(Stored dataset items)
(begin)

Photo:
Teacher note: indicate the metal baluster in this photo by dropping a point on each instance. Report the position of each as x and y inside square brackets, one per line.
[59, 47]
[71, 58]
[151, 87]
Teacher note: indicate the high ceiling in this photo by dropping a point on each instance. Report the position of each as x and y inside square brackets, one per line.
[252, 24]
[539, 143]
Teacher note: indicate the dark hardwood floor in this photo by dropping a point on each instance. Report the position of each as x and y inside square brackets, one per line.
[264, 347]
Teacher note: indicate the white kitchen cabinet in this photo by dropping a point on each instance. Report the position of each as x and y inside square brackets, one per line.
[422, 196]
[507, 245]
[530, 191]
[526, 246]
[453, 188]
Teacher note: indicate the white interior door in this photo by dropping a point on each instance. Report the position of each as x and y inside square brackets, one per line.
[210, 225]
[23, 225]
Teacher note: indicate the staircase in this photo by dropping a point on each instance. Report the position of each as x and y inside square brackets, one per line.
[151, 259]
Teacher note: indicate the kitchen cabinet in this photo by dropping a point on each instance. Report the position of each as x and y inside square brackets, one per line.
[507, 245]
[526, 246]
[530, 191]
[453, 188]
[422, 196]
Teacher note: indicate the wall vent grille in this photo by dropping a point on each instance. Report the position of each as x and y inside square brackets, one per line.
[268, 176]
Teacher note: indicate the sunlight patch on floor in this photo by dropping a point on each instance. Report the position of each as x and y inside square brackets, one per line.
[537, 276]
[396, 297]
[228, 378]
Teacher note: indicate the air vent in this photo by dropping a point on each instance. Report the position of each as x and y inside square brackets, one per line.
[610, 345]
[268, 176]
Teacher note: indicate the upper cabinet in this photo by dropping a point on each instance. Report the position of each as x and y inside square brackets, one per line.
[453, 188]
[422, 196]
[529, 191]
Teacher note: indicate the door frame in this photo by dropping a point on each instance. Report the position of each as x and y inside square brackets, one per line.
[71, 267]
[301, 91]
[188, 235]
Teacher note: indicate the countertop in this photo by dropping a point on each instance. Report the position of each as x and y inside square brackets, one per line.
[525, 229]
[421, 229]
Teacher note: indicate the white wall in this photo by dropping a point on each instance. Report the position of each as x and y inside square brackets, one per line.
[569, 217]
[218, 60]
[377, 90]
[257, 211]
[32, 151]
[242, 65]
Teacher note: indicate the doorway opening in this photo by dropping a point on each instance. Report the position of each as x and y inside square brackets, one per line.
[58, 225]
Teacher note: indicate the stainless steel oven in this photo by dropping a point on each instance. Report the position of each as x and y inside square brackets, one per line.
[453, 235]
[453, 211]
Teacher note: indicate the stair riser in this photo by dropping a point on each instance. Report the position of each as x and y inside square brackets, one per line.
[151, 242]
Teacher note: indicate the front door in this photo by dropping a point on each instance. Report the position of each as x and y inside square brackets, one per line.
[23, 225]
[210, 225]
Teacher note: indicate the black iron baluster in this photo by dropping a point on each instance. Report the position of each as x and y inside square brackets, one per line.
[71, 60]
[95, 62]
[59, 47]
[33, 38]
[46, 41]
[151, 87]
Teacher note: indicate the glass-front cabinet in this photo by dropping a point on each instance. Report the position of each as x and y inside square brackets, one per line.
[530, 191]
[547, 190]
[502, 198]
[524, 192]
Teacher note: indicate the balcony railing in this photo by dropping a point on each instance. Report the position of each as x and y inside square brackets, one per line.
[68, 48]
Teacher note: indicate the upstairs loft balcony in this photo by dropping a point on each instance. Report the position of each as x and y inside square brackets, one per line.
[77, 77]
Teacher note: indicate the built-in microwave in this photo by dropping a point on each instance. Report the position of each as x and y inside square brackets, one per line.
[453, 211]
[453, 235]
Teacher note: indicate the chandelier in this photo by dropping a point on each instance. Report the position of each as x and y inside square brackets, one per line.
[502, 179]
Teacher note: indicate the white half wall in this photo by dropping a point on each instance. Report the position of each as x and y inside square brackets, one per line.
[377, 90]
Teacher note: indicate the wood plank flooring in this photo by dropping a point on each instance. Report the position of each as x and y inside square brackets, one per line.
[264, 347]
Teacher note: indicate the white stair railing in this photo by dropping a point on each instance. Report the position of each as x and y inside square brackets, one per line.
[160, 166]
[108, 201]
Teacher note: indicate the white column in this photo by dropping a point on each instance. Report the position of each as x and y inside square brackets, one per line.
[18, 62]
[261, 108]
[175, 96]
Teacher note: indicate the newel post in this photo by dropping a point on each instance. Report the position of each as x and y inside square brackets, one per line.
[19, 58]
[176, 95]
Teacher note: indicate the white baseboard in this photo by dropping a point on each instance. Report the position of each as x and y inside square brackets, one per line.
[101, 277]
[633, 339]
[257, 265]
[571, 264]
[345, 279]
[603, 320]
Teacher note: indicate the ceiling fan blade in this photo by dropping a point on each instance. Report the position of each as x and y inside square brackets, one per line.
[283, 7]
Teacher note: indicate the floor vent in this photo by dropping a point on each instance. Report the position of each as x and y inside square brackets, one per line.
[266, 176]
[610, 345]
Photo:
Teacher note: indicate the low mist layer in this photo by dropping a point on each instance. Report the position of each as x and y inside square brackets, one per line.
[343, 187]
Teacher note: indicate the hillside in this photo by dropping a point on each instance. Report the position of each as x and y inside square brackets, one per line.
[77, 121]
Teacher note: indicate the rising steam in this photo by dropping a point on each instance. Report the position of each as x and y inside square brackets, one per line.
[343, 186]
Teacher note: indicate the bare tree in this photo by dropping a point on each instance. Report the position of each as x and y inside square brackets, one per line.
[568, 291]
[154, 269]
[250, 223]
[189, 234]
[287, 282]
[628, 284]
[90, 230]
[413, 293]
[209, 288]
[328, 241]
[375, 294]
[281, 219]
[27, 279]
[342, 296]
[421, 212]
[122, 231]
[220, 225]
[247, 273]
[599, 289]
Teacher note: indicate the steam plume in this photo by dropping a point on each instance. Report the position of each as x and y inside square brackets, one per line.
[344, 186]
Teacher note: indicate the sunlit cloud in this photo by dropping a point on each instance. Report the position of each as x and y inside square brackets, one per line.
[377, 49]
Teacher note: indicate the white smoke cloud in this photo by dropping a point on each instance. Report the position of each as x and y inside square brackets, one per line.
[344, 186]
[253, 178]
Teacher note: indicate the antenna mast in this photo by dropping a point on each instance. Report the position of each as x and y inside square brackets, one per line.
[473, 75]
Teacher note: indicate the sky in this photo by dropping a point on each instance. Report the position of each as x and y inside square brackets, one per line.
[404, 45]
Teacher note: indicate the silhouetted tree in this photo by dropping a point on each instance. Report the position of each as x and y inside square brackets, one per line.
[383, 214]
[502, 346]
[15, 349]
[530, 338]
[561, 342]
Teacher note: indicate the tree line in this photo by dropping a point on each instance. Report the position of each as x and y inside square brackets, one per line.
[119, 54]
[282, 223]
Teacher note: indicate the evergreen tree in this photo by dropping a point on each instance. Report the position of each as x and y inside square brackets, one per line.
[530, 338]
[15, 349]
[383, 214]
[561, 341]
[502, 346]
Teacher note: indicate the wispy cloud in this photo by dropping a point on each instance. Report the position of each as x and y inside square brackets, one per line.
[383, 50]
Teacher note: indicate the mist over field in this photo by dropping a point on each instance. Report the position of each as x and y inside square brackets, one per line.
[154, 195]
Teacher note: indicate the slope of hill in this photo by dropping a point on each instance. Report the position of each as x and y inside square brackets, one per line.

(end)

- [Your instructions] Print every record exactly as it was given.

- [Solution to the exercise]
Photo:
Teacher note: indicate the metal baluster in this photo by dropping a point on each instance. Report the position of each as x and y inside square brackets, one per line.
[59, 47]
[71, 58]
[151, 87]
Teacher note: indicate the high ceiling in this photo by dropping a point on each instance. Report the position of each as x and y inside square brackets, one per line.
[252, 24]
[539, 143]
Teacher note: indicate the dark hardwood floor in this photo by dropping a point on each instance. Report the position of each as x and y inside square brackets, one per line.
[264, 347]
Teacher note: indicate the white kitchen cabinet in this photo by dropping a point on each instance. Report the position of each as x and y inside square brackets, one per line.
[422, 196]
[507, 245]
[530, 191]
[526, 246]
[453, 188]
Teacher note: indicate the white interior door in this photo by dropping a point on each instance. Report the position of each as x and y inside square brackets, one per line.
[210, 225]
[23, 225]
Teacher note: indicate the staircase in this photo by dropping a point on each instance. Report the position of each as x and y inside square brackets, one per line.
[151, 259]
Teacher note: indicate the kitchen cabinet in this photo by dropping a point on each instance. Report the position of each as x and y inside square brackets, one per line.
[507, 245]
[526, 246]
[530, 191]
[453, 188]
[422, 196]
Teacher note: indicate the wall vent grille in this photo by dropping a point on each instance. Report the position of each as x and y inside square brackets, one per line.
[268, 176]
Teacher note: indicate the sunlight patch on floor in this photo by dropping a point on each instance. Report the position of each as x and y inside square brackets, one per line.
[537, 276]
[396, 297]
[228, 378]
Teacher note: indicate the air vent in this photo by dropping a point on each instance. Report the position of each as x and y inside square brackets, one per line.
[610, 345]
[268, 176]
Teacher note: indicate the upper cabinet in this photo by dropping a point on each instance. Report the position of each as x and y inside square brackets, one per line.
[453, 188]
[422, 196]
[529, 191]
Teacher note: indicate the door frame in this photo by dropping a point on each instance. Report the position of each as x and y inside square brackets, one per line.
[71, 267]
[301, 91]
[188, 235]
Teacher note: indicate the countertop in this photo by dropping a point on each instance. Report the position of each as x and y inside square brackets, one per line.
[525, 229]
[421, 229]
Teacher note: indicate the white wall in this photo by dropping a point on each instance. Report the position of each as x and y inside square brackets, one per line.
[569, 217]
[218, 60]
[377, 90]
[257, 211]
[32, 151]
[242, 65]
Teacher note: indicate the doorway opening in this photo by dropping a point on each instance. Report the position of each as x and y inside square brackets, one per line.
[58, 225]
Teacher note: indicate the stainless steel oven in this photo by dropping a point on each instance. Report the position of each as x and y inside square brackets, one per line.
[453, 235]
[453, 211]
Teacher note: indicate the stair riser in this photo by dropping a point on each instance. Report the position of each as x and y inside square brackets, one per line.
[151, 242]
Teacher note: indicate the front door in this photo by dropping a point on each instance. Report the position of each as x and y inside square brackets, one per line.
[23, 225]
[210, 225]
Teacher note: indicate the black iron baluster in this photo by dropping a point on each instance. Report the position of each as x and y inside square brackets, one per line.
[71, 60]
[95, 62]
[59, 47]
[33, 38]
[46, 41]
[151, 87]
Teacher note: indicate the glass-front cabinet in this photo by dropping a point on each instance. Report the position of each as x and y inside square brackets, one per line.
[530, 191]
[547, 190]
[502, 198]
[524, 192]
Teacher note: indicate the balcony railing in this photo by dropping a point on each instance. Report the position of each as x and y inside square brackets, one per line.
[68, 48]
Teacher note: indicate the upstairs loft balcony in this photo by dropping a point on each instance. Report the position of each as x and y inside square brackets, one per line.
[77, 77]
Teacher note: indicate the built-in microwave in this photo by dropping a point on each instance. Report the position of each as x and y inside square brackets, one per line.
[453, 211]
[453, 235]
Teacher note: indicate the chandelier in this photo by dropping a point on each instance. Report the position of each as x and y inside square brackets, one per line.
[502, 179]
Teacher note: indicate the white half wall in this photo by dropping a point on each instance. Report the position of each as x and y inside square brackets, one per line.
[377, 90]
Teacher note: indicate the wood plank flooring in this photo by dropping a point on each instance. Report the position of each as x and y inside square brackets, one per line.
[264, 347]
Teacher note: indicate the white stair railing in this photo by dropping a point on each instance. Report the position of each as x and y inside square brackets, one per line.
[160, 166]
[108, 201]
Teacher note: indicate the white column in this photo by dropping a point on each instance. Report the position of each as x and y inside square brackets, one per line.
[18, 62]
[261, 108]
[175, 96]
Teacher note: indicate the newel post in this photo by dropping a point on each instance. Report the position of each as x and y inside square brackets, one per line.
[19, 58]
[176, 95]
Teacher note: indicate the white baseboard in this photo by dropping a point on each instance. Report the position of each as x and y inside square brackets, one per line.
[101, 277]
[633, 339]
[257, 265]
[571, 264]
[345, 279]
[603, 320]
Teacher note: indicate the ceiling fan blade in this photo by dropping a point on each instance. Report the position of each as x and y inside square brackets, one per line.
[283, 7]
Teacher note: indicate the floor vent in this photo by dropping a point on each instance. Report the position of each as x and y inside square brackets, one per line.
[266, 176]
[610, 345]
Photo:
Teacher note: indicate the low mist layer in this photo by dropping a point on each instance. Report the position of each as x and y inside square brackets, one per line.
[343, 187]
Teacher note: indicate the hillside in this photo by dropping a point on each instance. Report the position of each as x and y inside square brackets, one per line.
[77, 121]
Teacher note: indicate the rising steam in this photo by dropping a point on each instance. Report the position of each as x and y inside square brackets, one per line.
[343, 186]
Teacher note: indicate the bare tree in this photo by dropping a point on each instance. Report the position of each as x and y inside square brackets, one per line.
[568, 291]
[154, 269]
[250, 223]
[189, 234]
[287, 282]
[628, 284]
[90, 230]
[413, 293]
[209, 288]
[328, 241]
[375, 294]
[281, 219]
[27, 279]
[342, 296]
[421, 212]
[122, 231]
[220, 225]
[247, 273]
[599, 289]
Teacher note: indicate the steam plume in this photo by dropping a point on each instance. Report the position of each as x and y inside square brackets, one per line.
[344, 186]
Teacher note: indicate the sunlit cloud in this photo by dropping a point on each instance. Report the position of each as x and y inside square brackets, one per line.
[377, 49]
Teacher note: indicate the white smoke cloud in this photo by dropping a point on each instance. Report the position of each as x and y inside square brackets, one per line.
[344, 186]
[253, 178]
Teacher note: indicate the antenna mast in this photo by dropping a point on each instance. Report the position of each as x and y inside square brackets, one per line.
[473, 75]
Teacher note: indicate the sky in this photo by dropping a point on each instance. Report the position of each as x and y inside square brackets, one per line.
[404, 45]
Teacher note: indicate the silhouetted tree in this photo by dropping a point on each instance. Report the position of each as x and y inside square brackets, one per line.
[383, 214]
[502, 346]
[15, 349]
[530, 338]
[561, 342]
Teacher note: indicate the tree line in this photo by dropping a point on each instance. Report the position of each as x and y inside square brackets, one per line.
[119, 54]
[282, 223]
Teacher note: indicate the evergreen tree in this photo by dropping a point on each instance. Report the position of each as x and y inside square brackets, one per line.
[530, 338]
[15, 349]
[383, 214]
[561, 341]
[502, 346]
Teacher note: indicate the wispy cloud in this photo by dropping a point on each instance. Report the position of each as x and y inside square brackets, one per line.
[383, 50]
Teacher note: indicate the mist over field in this photo by dropping a point on each instance. Report the position of each as x and y inside square brackets, one per line.
[154, 195]
Teacher note: indicate the slope of hill in this photo by dropping a point on each instance. Report the position of each as x and y inside square brackets, one per line.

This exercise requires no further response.